====== DATA RECORDS ======
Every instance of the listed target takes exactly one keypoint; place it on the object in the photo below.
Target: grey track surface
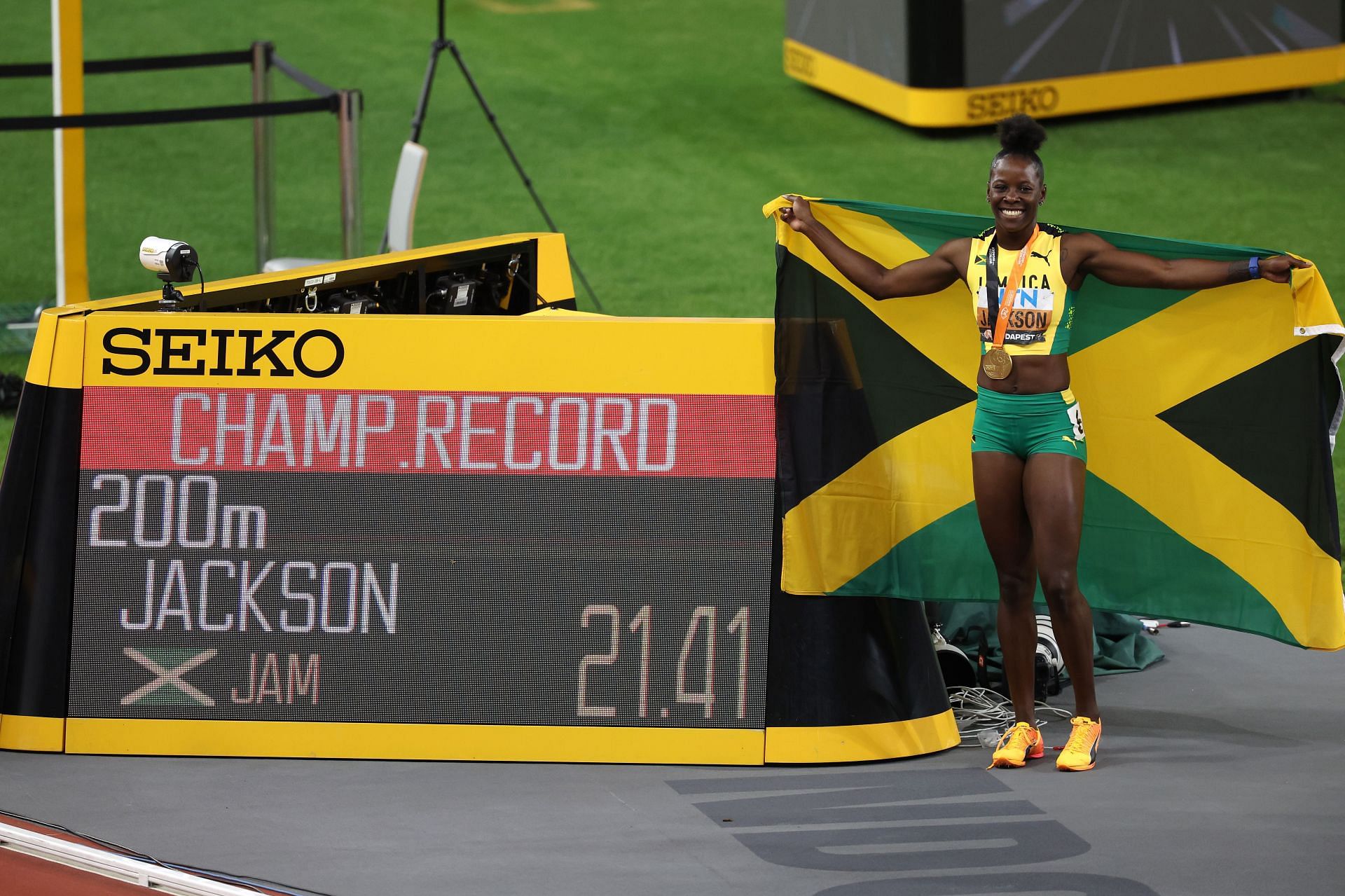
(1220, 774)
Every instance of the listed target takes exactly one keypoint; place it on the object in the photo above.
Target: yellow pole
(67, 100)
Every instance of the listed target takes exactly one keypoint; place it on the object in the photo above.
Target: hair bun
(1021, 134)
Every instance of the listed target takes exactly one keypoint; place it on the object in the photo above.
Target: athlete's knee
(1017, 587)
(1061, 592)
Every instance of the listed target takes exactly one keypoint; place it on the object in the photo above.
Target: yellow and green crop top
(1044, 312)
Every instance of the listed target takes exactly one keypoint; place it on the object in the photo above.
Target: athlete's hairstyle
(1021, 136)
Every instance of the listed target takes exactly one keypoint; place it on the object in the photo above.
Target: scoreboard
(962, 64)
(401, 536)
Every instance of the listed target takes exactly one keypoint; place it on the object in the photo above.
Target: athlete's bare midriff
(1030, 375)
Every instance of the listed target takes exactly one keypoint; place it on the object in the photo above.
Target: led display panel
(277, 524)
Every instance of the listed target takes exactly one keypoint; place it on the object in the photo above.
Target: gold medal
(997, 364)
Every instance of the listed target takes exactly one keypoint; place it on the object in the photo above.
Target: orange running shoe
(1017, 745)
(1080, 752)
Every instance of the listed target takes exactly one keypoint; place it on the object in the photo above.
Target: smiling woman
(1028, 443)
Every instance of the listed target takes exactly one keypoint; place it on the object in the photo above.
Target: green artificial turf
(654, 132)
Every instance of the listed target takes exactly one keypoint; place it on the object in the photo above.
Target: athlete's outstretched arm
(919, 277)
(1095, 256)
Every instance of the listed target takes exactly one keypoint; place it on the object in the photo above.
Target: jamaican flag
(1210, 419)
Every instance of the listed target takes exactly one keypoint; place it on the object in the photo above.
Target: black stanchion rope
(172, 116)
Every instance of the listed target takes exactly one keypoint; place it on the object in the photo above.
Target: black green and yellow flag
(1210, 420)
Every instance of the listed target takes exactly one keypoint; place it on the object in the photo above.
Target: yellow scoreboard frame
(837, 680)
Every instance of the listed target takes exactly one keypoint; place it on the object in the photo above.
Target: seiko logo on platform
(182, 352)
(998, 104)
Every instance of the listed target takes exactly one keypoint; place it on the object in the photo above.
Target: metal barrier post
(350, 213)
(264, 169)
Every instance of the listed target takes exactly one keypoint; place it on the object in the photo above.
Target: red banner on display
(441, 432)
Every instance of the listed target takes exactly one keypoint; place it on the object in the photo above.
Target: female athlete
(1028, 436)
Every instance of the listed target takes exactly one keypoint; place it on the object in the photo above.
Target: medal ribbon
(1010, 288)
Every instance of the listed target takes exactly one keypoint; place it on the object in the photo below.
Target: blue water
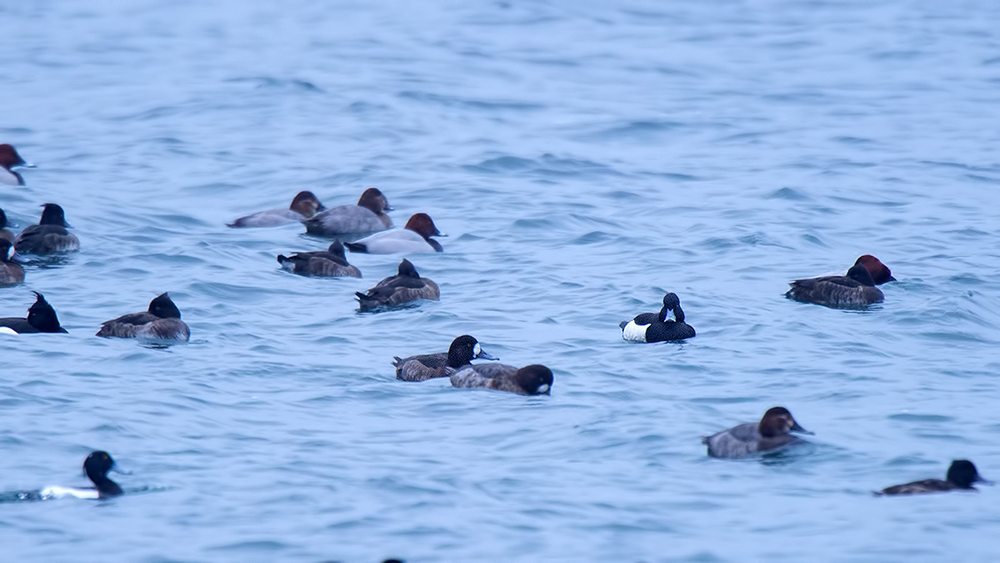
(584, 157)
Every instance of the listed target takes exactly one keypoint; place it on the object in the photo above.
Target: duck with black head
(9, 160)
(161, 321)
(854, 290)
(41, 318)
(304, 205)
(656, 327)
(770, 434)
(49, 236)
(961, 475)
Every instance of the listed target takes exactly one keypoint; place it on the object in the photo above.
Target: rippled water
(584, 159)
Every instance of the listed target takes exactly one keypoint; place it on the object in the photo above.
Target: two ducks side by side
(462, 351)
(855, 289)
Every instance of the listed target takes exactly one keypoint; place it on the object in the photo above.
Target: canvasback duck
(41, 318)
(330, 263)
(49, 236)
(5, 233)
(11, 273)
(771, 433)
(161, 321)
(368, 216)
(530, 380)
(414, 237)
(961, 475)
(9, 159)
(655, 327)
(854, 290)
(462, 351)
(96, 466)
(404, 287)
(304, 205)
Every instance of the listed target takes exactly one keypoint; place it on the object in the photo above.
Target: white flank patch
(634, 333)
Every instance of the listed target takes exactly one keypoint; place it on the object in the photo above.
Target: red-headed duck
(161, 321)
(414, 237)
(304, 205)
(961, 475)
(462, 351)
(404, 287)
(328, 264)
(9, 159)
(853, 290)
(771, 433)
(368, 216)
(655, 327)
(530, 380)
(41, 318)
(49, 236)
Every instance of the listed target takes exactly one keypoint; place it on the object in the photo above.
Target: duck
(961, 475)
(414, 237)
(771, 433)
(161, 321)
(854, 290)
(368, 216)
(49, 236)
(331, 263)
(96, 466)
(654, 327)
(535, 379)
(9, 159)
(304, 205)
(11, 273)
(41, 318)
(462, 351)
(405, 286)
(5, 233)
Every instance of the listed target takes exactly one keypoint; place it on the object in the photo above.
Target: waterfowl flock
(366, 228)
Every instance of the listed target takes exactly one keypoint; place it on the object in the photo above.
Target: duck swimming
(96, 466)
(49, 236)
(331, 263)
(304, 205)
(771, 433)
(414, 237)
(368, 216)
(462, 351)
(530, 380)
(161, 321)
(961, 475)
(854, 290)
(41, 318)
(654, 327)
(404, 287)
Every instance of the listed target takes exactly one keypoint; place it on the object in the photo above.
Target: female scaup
======
> _DIRECTIONS_:
Take the listing above and print it exactly, apart from the pictures.

> _SOLUTION TO THIS EXERCISE_:
Every instance of the listed target takes exactly one keypoint; place it on the object in the photo below.
Target: grey track surface
(1220, 774)
Every instance of the listed target takes exactly one keypoint; place it on the object in the photo above.
Target: yellow pole
(67, 100)
Every instance of the listed target takes exactly one keypoint; place it on the object in the photo above.
Target: hair bun
(1021, 134)
Every instance of the listed target takes exactly one keypoint; place it on the object in the photo above.
Target: athlete's knee
(1017, 587)
(1061, 592)
Every instance of the listed target takes exactly one keypoint; place it on the object in the photo above.
Target: yellow and green crop top
(1044, 312)
Every instance of the listed target takes exactly one keypoint; place it on the object in the photo above.
Target: athlete's hairstyle
(1021, 136)
Every instance of the listed target takes exactly one keypoint; place it on the object in the photo above.
Target: scoreboard
(962, 64)
(401, 536)
Every instance of the listed target takes exactly one keypoint; place it on the object in the photo above.
Target: athlete's bare midriff
(1030, 375)
Every instance of the listed target takes exactly one keypoint; place it on the object in the photo above.
Target: led display panel
(277, 524)
Every instance of the listed target takes exactly one keypoint; place it on the object in the photo above.
Target: gold medal
(997, 364)
Every instance of the listed target takes exactly one keypoint; place it on the object in the photo above.
Target: orange running shoe
(1017, 745)
(1080, 752)
Every instance of the listed target takes exactly one keypoint; place it on the object in the photo above.
Target: smiling woman
(1028, 443)
Every instance of the listed target takes exactly one keypoint; place it on the object in the photo above.
Target: green artificial turf
(654, 132)
Every instance of the listed target takes exactly one keypoint; place it on the object in the photo above.
Target: athlete's outstretched arm
(919, 277)
(1095, 256)
Every instance of the listed target takes exactly one keypoint; place it on the object in the photo above.
Target: jamaican flag
(1210, 419)
Every instance of the listed target takes exactly one keypoint; place it on the object in the photo above.
Target: black stanchion rope
(172, 116)
Every instance of the listed target takes exactly one keypoint; place it on the object in the photo above.
Target: black green and yellow flag
(1210, 420)
Every instance of the listed target takes exactly one keypoint; place it on the object in the photo above.
Target: yellow scoreboard frame
(837, 680)
Every instance of the listed target takes exactly one keypoint; place it on the object in the photo above.
Target: seiko logo on platform
(182, 352)
(998, 104)
Every instance of the listed target takes exactly one keypoint; place it on the object in the photo above.
Target: metal barrier post
(350, 213)
(264, 169)
Every instance of the listed target takes exactly one keypoint; place it on the object in the photo above.
Target: red banner on display
(441, 432)
Every instance of the listed target takes exactly one keypoint; place it on the object in the photo above.
Target: female athlete
(1028, 436)
Every instance of the listed target takes exactly one keypoint; place it on the object in the photo above.
Target: medal ribbon
(1010, 288)
Every instance of the listed target takes exactly one keypoint; place it on the object in the photo below.
Target: blue water
(584, 157)
Every instance of the listed target takes exactly one keypoint; place it on the object in the photo above.
Target: duck with black head
(9, 160)
(161, 321)
(854, 290)
(41, 318)
(304, 205)
(656, 327)
(770, 434)
(49, 236)
(961, 475)
Every instance of the listed target takes exactly one keypoint; place it on the object in the photo above.
Target: rippled water
(584, 159)
Every instance of the listed target takes exactly one keypoint; place it on the object in the photo above.
Target: two ducks side by side
(462, 351)
(855, 289)
Every instance of the listed target takes exactly one keypoint; place it on the object in the photo above.
Target: canvasback duck
(41, 318)
(330, 263)
(49, 236)
(5, 233)
(11, 273)
(771, 433)
(161, 321)
(368, 216)
(530, 380)
(414, 237)
(961, 475)
(9, 159)
(655, 327)
(854, 290)
(462, 351)
(96, 466)
(404, 287)
(304, 205)
Every instance of the listed target takes exactly one keypoint; place it on the object in the photo above.
Target: white flank patch
(634, 333)
Every instance of the listed target takes exactly one keypoint; place it on the object in the photo above.
Target: red-headed duck
(161, 321)
(414, 237)
(304, 205)
(961, 475)
(462, 351)
(404, 287)
(328, 264)
(9, 159)
(853, 290)
(771, 433)
(368, 216)
(655, 327)
(530, 380)
(41, 318)
(49, 236)
Every instance of the listed target takes exactly one keypoint; place it on the object in the photo above.
Target: duck
(961, 475)
(414, 237)
(771, 433)
(161, 321)
(854, 290)
(368, 216)
(49, 236)
(331, 263)
(96, 466)
(654, 327)
(535, 379)
(9, 159)
(304, 205)
(11, 273)
(41, 318)
(462, 351)
(405, 286)
(5, 233)
Every instance of the listed target takes exactly one keypoint; place it on the object in the photo above.
Target: waterfowl flock
(366, 228)
Every instance of the listed target takes exactly one keypoint; place it on the object in the photo above.
Target: duck swimming
(96, 466)
(49, 236)
(331, 263)
(304, 205)
(771, 433)
(414, 237)
(368, 216)
(462, 351)
(530, 380)
(161, 321)
(961, 475)
(854, 290)
(41, 318)
(654, 327)
(404, 287)
Every instance of the listed target takes exactly one keypoint; place it on the object in the photo above.
Target: female scaup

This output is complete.